Data in this exercise -
=== Begin Enclosure ===
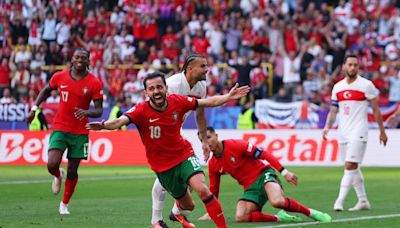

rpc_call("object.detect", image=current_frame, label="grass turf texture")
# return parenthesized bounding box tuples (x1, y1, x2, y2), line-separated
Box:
(1, 166, 399, 227)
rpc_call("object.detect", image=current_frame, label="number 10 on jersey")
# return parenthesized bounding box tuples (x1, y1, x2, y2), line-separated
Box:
(149, 126, 161, 139)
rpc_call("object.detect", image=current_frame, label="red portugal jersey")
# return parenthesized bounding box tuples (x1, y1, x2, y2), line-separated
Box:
(208, 139, 282, 197)
(124, 94, 197, 172)
(49, 70, 103, 134)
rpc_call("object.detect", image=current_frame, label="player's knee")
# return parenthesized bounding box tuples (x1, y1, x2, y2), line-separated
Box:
(47, 162, 58, 172)
(196, 185, 212, 200)
(235, 213, 248, 222)
(345, 162, 358, 170)
(269, 196, 285, 209)
(180, 200, 195, 211)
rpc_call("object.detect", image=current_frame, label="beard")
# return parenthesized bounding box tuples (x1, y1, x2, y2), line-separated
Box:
(150, 93, 167, 108)
(346, 71, 357, 78)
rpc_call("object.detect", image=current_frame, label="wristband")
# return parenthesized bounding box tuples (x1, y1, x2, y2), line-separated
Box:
(281, 168, 289, 176)
(31, 105, 38, 112)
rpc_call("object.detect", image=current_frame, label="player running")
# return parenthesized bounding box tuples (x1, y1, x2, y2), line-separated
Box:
(86, 72, 250, 228)
(151, 53, 210, 228)
(26, 48, 104, 214)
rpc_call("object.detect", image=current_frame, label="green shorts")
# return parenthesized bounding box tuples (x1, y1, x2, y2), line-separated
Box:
(156, 156, 203, 199)
(49, 130, 89, 159)
(239, 168, 282, 209)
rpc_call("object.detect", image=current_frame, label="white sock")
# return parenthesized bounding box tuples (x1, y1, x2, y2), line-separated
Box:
(336, 169, 357, 204)
(151, 178, 167, 224)
(353, 168, 368, 202)
(172, 201, 191, 216)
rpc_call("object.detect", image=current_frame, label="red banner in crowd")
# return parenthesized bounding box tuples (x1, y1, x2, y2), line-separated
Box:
(0, 131, 147, 165)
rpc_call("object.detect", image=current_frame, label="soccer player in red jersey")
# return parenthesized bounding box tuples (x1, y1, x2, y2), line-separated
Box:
(26, 48, 103, 214)
(86, 72, 250, 228)
(198, 126, 332, 223)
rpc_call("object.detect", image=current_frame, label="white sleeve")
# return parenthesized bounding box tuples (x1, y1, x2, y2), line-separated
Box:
(365, 81, 379, 100)
(331, 85, 337, 101)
=== End Enclosure ===
Check each line of the listing above for the string "jersey", then report only how many lines have it.

3